▸ Aufgabenstellung:
Bitte beantworten Sie anhand des Lesetexts: Aus welcher Zeitschrift stammt das Motiv des „heiligen Hasses“?

▸ Lesetext:
++++++++++

Einige Wochen vor dem Massaker der Hamas wurde ich gefragt, womit der Antisemitismus am leichtesten angeheizt werden könne. Heute müsste ich antworten: indem man möglichst viele Juden massakriert. Nichts hat den Judenhass stärker befeuert als die schlimmste Attacke auf Juden seit der Shoa, und weil die Attacke gegen Juden geführt wurde, kann es sich bei den Vergewaltigern und Mördern nur um "Widerstandskämpfer" gegen die jüdische Fremdherrschaft in Palästina handeln, die aus "heiligem Hass" gegen die zionistischen Unterdrücker handeln. Der heilige Hass ist übrigens ein Motiv, das wörtlich aus Julius Streichers nazistischer Zeitschrift Der Stürmer in die antikoloniale Propaganda übergekommen ist. Es gibt eine Unwissenheit, die rundum schuldhaft ist. Dazu gehört, dass die sich selbst als links verstehenden Israel-Hasser sich schlichtweg weigern, die politische Grundlegung der Hamas zur Kenntnis zu nehmen.

Dabei hat diese nie einen Hehl daraus gemacht, dass es ihr nicht um nationale Gleichberechtigung, soziale Gerechtigkeit oder die sogenannte "Zweistaatenlösung" geht, sondern um die Vernichtung Israels, was zugleich die wichtigste Etappe im Kampf um den Endsieg zwischen Gläubigen und Ungläubigen darstellt. Ihre Gründungscharta von 1988 ist eine kompakte Sammlung antisemitischer Stereotypien und eine unverhohlene Absichtserklärung: dass "zwischen dem Fluss und dem Meer" dereinst ein islamischer Gottesstaat errichtet werde.

++++++++++

▸ Datensatz:
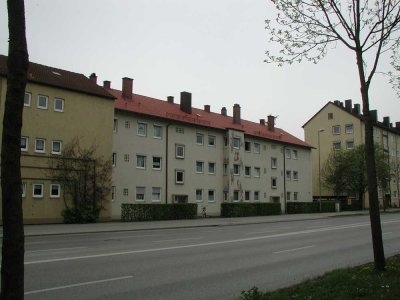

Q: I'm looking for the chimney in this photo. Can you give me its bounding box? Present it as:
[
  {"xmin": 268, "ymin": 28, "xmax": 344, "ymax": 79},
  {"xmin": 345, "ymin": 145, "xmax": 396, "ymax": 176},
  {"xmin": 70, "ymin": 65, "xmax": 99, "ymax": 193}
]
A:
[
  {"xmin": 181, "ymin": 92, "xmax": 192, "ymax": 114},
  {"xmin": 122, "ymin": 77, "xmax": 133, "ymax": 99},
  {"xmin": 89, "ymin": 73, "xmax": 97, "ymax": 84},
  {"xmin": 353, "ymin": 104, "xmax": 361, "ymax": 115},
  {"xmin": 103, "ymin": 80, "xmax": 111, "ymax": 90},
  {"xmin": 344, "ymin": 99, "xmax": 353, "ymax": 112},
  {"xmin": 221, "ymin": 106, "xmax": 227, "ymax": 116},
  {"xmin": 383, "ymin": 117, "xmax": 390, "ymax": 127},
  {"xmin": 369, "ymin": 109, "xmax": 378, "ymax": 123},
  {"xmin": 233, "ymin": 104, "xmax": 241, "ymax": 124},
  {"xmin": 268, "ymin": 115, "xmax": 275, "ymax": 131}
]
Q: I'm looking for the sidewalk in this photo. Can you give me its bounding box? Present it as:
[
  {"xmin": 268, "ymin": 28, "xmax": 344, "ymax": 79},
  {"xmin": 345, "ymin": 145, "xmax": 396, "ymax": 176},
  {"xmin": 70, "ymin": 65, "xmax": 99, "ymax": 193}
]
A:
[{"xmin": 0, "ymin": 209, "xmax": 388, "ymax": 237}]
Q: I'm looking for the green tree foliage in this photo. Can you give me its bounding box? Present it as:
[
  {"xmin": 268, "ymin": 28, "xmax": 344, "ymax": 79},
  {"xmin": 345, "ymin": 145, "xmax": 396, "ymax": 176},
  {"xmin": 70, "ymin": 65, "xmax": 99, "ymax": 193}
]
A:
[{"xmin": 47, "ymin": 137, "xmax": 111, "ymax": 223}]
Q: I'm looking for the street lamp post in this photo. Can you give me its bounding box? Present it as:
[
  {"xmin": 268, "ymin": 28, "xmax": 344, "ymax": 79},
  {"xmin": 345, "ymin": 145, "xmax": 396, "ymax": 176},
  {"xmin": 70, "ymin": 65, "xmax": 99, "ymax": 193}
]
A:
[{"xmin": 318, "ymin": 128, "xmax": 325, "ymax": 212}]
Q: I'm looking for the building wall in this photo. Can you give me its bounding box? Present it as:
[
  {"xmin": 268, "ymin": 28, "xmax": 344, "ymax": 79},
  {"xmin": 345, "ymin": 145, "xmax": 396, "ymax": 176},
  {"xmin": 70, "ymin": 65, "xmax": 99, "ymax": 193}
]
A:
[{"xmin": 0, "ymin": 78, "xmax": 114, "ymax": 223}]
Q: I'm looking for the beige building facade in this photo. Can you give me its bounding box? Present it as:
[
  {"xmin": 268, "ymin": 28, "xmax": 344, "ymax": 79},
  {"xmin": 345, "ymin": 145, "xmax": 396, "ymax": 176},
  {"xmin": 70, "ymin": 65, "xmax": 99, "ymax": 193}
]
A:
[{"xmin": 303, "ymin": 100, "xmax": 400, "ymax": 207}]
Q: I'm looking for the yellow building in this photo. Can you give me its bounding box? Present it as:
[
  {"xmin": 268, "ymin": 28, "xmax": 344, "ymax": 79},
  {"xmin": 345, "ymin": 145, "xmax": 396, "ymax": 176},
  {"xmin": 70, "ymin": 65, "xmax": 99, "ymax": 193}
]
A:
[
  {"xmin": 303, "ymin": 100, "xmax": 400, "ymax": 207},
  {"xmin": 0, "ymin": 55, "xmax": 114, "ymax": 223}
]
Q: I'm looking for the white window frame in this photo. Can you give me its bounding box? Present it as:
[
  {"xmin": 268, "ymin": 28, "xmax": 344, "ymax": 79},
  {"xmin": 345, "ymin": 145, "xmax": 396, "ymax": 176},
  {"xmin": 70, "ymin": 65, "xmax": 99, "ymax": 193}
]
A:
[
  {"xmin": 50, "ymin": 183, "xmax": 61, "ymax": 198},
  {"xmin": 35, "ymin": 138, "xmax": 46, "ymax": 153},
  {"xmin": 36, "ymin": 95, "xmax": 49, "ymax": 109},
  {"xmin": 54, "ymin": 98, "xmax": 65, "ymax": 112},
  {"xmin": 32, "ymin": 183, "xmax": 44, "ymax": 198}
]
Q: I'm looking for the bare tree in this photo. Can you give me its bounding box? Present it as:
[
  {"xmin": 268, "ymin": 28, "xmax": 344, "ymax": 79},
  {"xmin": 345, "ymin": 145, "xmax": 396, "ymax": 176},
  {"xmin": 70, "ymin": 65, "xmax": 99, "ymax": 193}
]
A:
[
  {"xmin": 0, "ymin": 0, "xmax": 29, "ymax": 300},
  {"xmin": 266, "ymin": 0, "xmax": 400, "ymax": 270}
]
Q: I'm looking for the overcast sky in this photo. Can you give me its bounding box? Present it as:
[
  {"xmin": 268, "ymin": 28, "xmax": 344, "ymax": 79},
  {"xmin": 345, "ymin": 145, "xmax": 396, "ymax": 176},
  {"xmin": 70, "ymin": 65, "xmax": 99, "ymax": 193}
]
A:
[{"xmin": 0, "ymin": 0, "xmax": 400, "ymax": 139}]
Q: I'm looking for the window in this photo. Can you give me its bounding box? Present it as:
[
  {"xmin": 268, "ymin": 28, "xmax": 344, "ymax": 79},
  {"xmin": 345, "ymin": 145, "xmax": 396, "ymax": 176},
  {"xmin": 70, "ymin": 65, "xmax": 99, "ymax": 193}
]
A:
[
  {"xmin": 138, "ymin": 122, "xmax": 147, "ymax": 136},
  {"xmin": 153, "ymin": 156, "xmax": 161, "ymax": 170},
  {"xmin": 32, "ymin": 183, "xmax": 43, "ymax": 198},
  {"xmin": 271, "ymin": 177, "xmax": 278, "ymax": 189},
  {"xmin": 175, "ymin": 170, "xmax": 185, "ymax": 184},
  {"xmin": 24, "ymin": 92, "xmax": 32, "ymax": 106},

++++++++++

▸ Lösung:
Aus Julius Streichers nazistischer Zeitschrift „Der Stürmer“.